§ Work to complete
No pictures go into the output, which should consist only of the lines from the first line of the data through the line with "# locate the crowd", copied exactly.

-----

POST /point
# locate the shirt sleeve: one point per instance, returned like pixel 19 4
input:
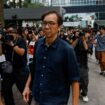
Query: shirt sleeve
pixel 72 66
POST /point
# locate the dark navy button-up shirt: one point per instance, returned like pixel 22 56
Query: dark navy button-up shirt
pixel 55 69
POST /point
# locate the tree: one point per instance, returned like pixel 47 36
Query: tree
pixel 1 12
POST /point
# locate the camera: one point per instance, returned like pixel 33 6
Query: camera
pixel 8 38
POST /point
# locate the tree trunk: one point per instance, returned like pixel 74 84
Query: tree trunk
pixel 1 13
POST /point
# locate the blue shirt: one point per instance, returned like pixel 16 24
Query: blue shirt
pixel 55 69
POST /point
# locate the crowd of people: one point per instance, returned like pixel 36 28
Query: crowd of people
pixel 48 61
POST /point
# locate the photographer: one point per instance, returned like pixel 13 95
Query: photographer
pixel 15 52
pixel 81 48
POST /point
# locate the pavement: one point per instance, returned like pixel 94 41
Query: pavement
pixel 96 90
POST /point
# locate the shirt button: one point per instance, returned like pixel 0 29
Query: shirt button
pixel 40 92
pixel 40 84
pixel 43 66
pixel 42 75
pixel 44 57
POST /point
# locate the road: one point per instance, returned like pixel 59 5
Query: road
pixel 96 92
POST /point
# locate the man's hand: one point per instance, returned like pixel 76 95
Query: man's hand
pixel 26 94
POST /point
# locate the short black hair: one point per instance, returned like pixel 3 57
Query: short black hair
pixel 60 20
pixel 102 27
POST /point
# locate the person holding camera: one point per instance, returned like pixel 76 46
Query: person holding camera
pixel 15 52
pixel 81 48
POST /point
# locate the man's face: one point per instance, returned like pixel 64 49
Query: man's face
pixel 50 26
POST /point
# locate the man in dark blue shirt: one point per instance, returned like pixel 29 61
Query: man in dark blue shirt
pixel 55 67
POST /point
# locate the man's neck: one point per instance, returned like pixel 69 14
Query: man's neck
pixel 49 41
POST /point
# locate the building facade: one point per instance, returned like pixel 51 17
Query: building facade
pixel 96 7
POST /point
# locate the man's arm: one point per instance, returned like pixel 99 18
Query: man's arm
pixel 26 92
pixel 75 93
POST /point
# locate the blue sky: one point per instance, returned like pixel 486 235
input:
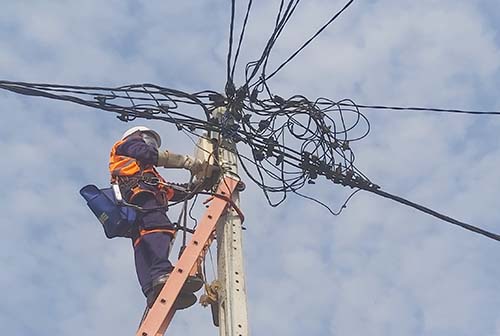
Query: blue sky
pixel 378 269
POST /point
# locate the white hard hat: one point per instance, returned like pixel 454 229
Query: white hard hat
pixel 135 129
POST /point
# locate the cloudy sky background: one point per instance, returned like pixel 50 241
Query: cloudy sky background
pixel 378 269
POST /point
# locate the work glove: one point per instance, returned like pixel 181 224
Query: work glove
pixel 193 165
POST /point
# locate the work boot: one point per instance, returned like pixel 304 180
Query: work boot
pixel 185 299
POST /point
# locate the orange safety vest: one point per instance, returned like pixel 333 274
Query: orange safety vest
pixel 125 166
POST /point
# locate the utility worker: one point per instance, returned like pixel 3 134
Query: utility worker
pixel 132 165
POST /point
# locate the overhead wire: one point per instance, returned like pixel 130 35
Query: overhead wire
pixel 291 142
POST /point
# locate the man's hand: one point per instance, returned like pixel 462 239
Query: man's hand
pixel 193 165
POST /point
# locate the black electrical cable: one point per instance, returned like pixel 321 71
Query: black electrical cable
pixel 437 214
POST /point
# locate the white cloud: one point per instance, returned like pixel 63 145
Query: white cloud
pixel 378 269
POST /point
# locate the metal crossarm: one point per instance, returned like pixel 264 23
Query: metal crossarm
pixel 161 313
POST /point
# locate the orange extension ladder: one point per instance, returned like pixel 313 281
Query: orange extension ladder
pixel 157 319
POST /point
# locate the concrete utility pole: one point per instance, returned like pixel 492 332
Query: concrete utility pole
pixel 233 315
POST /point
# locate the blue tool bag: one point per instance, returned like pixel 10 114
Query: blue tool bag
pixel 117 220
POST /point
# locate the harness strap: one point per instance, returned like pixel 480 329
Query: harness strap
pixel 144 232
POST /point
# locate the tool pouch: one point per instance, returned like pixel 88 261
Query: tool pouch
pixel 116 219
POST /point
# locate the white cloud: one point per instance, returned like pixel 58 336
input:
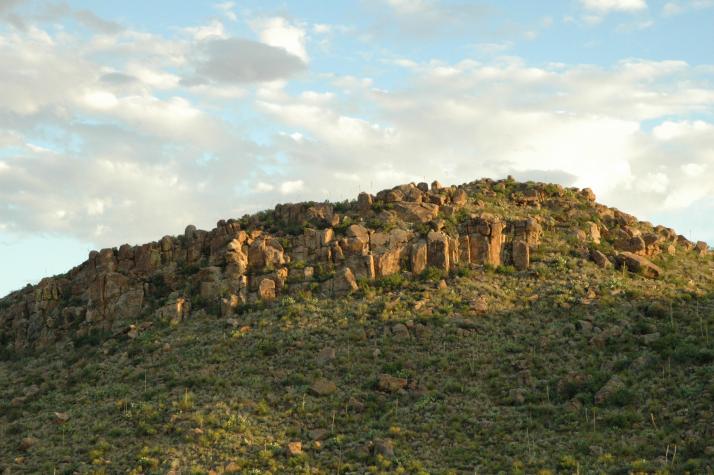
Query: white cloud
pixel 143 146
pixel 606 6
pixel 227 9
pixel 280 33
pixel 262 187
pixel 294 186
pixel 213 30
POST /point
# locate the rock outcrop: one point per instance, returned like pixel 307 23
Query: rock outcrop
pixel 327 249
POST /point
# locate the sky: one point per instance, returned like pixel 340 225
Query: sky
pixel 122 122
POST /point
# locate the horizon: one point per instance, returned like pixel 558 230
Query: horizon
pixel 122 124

-----

§ Result of this task
POST /point
# locate the shirt sleeve: one point per instance, returned like pixel 19 4
input:
Query: shirt sleeve
pixel 72 66
POST /point
# locate the dark navy button-up shirt: one point per instance, returned like pixel 22 56
Query: dark navy button-up shirt
pixel 55 69
POST /point
# locate the tree: one point per instance, returned like pixel 47 36
Query: tree
pixel 1 12
POST /point
# locate the camera: one point per instance, returned like pixel 33 6
Query: camera
pixel 8 38
POST /point
# locate the tree trunk: one point per instance, returned like pixel 74 84
Query: tree trunk
pixel 1 13
POST /point
# locate the blue shirt: one point per instance, returned like pixel 16 24
Query: blue shirt
pixel 55 69
POST /point
# locate the crowd of people: one point per instance, returned like pixel 36 28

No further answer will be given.